** BEGIN Source data **
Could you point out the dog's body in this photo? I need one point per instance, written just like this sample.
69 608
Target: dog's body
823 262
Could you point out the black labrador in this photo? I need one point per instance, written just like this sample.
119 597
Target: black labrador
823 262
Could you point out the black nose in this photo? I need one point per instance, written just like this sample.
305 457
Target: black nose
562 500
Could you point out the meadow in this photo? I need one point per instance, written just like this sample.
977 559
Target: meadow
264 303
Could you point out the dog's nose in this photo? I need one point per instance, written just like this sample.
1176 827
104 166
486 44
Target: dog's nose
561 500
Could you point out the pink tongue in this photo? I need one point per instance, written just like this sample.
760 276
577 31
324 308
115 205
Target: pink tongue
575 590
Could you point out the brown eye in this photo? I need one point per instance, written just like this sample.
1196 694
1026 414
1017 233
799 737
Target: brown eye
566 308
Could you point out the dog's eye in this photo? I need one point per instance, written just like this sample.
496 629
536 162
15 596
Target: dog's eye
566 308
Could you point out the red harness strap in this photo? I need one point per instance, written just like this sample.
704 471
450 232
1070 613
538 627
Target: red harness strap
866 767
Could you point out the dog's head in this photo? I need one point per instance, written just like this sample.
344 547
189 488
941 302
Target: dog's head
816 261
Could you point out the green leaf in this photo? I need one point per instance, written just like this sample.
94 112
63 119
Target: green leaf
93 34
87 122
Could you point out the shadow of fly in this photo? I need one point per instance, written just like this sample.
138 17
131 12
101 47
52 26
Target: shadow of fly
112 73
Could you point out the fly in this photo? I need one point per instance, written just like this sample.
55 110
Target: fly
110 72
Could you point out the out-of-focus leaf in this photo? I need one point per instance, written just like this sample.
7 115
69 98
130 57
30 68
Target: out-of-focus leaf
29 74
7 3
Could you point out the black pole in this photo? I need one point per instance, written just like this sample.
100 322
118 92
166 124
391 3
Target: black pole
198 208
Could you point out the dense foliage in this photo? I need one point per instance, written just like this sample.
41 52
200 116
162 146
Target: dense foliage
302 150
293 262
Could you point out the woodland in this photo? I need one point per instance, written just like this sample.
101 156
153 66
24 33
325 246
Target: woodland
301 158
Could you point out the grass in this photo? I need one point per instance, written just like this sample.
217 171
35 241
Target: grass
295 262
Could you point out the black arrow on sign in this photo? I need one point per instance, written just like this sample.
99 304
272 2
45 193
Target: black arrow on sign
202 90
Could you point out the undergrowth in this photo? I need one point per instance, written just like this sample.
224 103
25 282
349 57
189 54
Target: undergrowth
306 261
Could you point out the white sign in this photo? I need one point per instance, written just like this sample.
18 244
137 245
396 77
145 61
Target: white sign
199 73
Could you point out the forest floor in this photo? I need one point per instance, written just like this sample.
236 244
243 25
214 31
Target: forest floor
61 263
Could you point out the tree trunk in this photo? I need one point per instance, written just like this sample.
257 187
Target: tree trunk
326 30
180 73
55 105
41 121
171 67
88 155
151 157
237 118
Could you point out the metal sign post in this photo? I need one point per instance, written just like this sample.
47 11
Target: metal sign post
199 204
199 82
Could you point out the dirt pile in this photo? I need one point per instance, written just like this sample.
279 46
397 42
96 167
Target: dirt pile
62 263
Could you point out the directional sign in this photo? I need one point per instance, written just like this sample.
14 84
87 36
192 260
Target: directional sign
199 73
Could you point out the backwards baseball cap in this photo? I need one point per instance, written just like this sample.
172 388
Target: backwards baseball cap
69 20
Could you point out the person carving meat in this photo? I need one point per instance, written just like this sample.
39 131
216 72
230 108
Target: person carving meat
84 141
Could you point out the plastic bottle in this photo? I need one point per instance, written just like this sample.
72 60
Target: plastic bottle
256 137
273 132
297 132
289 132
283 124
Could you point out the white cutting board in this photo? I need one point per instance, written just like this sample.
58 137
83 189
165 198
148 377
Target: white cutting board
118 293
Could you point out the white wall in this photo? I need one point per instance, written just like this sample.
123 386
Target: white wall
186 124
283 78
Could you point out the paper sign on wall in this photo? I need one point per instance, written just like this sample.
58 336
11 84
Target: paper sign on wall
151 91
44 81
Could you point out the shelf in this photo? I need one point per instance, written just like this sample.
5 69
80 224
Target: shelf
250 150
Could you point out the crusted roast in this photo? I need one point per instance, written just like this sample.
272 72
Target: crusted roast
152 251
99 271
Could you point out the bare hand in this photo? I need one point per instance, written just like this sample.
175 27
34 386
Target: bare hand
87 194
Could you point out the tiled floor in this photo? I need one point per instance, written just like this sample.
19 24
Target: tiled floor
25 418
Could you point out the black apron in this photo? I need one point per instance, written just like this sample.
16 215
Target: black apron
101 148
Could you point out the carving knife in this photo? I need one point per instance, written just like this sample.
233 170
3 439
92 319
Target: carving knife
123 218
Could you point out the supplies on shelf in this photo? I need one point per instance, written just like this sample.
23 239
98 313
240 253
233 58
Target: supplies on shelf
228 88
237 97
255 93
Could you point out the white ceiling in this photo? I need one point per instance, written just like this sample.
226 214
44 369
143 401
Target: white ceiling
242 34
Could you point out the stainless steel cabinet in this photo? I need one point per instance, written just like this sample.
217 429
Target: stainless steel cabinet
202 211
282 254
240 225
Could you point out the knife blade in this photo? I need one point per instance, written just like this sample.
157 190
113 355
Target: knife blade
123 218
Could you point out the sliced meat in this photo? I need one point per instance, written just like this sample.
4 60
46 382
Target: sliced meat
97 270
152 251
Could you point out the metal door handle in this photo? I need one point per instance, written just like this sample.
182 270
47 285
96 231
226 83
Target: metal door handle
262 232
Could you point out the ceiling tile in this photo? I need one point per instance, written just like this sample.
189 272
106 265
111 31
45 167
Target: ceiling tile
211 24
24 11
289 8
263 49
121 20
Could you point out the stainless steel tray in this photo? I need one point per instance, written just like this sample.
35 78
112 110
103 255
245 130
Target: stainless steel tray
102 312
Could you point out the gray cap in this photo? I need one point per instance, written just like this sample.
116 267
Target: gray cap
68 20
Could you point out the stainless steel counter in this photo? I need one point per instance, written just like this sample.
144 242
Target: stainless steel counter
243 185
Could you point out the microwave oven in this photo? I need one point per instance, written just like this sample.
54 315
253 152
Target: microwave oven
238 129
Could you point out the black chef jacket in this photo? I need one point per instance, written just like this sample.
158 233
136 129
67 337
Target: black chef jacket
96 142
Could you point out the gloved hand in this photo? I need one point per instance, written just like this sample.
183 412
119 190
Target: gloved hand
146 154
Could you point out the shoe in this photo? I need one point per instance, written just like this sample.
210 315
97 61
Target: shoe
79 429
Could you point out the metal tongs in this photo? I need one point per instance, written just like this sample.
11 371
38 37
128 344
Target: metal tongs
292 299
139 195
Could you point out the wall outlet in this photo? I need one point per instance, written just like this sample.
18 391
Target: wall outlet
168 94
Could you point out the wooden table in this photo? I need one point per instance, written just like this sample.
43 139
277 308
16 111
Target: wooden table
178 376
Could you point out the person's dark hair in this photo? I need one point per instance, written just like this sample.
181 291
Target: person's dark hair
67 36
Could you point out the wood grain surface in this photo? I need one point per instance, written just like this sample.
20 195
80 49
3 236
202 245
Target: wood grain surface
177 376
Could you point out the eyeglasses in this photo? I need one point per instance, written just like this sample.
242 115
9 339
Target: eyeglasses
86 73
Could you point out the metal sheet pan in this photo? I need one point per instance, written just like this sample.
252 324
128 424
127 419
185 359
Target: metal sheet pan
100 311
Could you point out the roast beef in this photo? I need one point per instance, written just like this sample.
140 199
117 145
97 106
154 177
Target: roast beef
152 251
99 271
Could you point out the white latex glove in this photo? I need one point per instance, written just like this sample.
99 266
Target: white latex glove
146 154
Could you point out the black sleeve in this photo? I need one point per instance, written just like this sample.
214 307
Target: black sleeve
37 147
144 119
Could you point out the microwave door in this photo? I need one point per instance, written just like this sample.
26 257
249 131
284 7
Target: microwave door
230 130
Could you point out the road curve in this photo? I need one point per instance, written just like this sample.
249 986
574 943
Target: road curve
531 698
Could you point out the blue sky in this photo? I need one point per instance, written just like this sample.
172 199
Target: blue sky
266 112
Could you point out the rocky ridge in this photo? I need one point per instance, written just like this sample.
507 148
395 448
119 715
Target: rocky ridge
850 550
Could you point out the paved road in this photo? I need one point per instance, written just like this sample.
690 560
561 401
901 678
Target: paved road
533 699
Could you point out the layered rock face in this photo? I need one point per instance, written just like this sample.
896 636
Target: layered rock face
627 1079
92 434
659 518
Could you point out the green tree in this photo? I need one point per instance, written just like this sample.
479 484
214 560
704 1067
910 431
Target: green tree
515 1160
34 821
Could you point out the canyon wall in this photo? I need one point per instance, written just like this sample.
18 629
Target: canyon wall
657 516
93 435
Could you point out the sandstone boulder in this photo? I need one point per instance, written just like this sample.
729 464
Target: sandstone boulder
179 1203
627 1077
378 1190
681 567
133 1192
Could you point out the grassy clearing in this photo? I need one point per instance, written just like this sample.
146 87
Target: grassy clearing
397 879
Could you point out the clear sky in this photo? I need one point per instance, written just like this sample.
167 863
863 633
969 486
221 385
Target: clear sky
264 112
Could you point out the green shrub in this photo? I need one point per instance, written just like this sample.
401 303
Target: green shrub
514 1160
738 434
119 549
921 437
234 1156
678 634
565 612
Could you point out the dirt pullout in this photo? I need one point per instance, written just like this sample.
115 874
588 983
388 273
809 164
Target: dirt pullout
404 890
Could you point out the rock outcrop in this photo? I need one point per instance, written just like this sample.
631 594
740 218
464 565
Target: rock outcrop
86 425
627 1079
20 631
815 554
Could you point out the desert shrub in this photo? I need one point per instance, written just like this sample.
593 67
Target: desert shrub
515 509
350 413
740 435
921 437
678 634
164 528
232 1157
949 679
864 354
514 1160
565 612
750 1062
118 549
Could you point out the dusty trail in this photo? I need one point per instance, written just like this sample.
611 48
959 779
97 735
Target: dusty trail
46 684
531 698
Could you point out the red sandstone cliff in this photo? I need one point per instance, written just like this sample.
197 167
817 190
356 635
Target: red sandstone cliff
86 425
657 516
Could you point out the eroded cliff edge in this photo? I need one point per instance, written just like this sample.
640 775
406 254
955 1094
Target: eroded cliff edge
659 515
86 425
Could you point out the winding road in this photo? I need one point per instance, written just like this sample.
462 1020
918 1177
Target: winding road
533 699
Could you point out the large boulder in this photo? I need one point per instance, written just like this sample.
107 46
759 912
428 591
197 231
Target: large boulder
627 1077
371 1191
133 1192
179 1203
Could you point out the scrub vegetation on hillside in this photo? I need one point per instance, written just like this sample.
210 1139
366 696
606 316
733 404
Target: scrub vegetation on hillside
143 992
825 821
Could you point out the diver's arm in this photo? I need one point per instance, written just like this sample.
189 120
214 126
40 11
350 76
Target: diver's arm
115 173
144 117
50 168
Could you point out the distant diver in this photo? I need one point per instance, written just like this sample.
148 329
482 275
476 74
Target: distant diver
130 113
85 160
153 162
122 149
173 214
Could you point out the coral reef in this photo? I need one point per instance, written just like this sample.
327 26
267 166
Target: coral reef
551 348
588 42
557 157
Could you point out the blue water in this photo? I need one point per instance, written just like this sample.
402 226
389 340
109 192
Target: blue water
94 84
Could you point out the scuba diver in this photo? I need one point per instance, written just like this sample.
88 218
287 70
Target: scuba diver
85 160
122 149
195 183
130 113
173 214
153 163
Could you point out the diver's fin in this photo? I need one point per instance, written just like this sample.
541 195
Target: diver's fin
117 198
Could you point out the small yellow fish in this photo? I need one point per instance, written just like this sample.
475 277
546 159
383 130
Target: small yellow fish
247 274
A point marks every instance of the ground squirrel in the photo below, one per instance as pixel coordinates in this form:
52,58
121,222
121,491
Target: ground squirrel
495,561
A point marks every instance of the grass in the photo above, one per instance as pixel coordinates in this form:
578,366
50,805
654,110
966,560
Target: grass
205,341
** END Source data **
| Request |
Return exactly the lines from the line bearing "Could you point out the large" to the end of the records, inclusive of both; include no other lines.

| Answer to this task |
Could you point out the large boulder in this photo? I need one point per instance, written just like this sample.
107 46
759 912
428 591
197 231
Target: large boulder
627 1077
371 1191
133 1192
179 1203
Could you point out the scrub vegetation on hillside in this photo? I need one point per instance, written just like this sample.
210 1139
366 696
606 316
733 404
Target: scrub vegetation on hillside
143 992
825 821
Could you point out the diver's arm in this photo? I need one point per instance, written just like this sample.
189 120
214 126
40 11
350 76
Target: diver's arm
115 173
144 117
50 168
Could you point out the distant diver in this photo? I need one point per instance, written just like this sample.
148 329
482 275
476 74
Target: distant diver
130 113
85 160
153 162
122 149
173 214
Could you point out the coral reef in this photo? I need one point per instance, written just like this sample.
327 26
267 166
Target: coral reef
551 348
588 42
557 157
Could you point out the blue water in this photo? I need one point per instance, written just like this sample.
402 226
389 340
109 192
Target: blue water
94 84
Could you point out the scuba diver in this photo? I need one point per instance, written just like this sample.
88 218
287 70
Target: scuba diver
85 160
122 149
195 183
130 113
173 214
153 163
Could you point out the diver's fin in this photo? I need one point per instance, written just like this sample.
541 195
Target: diver's fin
117 198
Could you point out the small yellow fish in this photo? I need one point per instance, written just like this sample.
475 277
546 159
383 130
Target: small yellow fish
247 274
A point marks every instance of the ground squirrel in the photo below, one per instance as pixel coordinates in this form:
52,58
121,222
121,491
Target: ground squirrel
495,561
A point marks every instance of the grass in the photo above, one per instance as pixel coordinates in this form:
578,366
50,805
654,110
966,560
Target: grass
205,341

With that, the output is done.